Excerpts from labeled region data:
========================================================================

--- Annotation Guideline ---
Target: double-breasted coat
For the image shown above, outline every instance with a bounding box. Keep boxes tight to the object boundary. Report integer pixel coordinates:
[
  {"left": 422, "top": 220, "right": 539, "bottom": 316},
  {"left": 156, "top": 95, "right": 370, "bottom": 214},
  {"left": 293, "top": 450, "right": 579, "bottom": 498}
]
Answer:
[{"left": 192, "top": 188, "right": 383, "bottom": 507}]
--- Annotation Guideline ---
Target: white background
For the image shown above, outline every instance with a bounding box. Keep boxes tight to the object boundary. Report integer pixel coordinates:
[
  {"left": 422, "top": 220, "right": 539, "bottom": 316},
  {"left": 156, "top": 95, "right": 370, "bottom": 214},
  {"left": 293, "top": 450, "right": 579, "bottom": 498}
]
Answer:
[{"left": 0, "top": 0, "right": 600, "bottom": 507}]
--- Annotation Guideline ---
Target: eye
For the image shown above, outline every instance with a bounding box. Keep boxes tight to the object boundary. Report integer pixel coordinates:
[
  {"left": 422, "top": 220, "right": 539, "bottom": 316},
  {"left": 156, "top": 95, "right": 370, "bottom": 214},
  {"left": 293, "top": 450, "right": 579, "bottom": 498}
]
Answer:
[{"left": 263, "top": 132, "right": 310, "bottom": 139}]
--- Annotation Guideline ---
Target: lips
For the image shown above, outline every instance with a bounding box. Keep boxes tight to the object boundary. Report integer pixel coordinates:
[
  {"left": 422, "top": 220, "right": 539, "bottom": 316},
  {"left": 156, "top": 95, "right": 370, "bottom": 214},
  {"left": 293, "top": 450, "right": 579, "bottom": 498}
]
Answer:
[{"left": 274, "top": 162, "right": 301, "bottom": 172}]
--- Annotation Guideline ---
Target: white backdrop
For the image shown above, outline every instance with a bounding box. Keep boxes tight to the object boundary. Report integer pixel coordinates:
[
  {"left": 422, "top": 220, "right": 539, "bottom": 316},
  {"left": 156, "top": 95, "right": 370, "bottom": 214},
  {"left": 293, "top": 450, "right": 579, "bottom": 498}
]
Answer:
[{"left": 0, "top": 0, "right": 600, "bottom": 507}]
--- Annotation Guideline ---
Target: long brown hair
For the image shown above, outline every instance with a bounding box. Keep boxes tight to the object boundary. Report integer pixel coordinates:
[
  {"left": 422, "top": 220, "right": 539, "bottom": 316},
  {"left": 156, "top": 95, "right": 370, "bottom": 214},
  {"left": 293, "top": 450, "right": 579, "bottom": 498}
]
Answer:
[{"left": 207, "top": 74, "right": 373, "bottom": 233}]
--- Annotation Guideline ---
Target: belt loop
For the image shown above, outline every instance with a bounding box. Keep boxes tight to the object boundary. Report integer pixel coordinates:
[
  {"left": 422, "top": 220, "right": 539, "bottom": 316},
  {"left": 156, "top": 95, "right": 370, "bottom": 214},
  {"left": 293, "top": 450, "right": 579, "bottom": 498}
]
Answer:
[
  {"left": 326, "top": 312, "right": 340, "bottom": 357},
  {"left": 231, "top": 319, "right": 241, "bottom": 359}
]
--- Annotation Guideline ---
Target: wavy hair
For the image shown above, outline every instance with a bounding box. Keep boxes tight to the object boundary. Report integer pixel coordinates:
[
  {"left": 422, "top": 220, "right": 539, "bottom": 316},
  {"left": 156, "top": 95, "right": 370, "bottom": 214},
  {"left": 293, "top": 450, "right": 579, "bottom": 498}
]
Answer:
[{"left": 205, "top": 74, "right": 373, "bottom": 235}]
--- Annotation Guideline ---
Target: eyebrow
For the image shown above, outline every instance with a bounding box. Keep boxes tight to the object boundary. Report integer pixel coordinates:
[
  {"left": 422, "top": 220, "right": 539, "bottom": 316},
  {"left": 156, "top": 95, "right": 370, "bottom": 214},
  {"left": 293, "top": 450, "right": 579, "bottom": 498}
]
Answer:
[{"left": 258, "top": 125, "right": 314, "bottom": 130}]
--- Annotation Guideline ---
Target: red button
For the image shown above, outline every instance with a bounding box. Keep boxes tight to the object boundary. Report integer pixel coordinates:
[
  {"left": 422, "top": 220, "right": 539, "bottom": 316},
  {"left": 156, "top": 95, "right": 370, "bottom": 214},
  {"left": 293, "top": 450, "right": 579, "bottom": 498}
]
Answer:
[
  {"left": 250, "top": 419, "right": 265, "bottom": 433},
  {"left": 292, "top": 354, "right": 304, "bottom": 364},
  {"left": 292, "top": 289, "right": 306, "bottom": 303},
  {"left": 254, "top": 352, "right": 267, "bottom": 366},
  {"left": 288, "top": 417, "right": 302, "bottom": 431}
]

========================================================================

Identify every line above that contains the word "white", treating case as significant, and copy each of those lines.

Final answer:
Target: white background
Target: white backdrop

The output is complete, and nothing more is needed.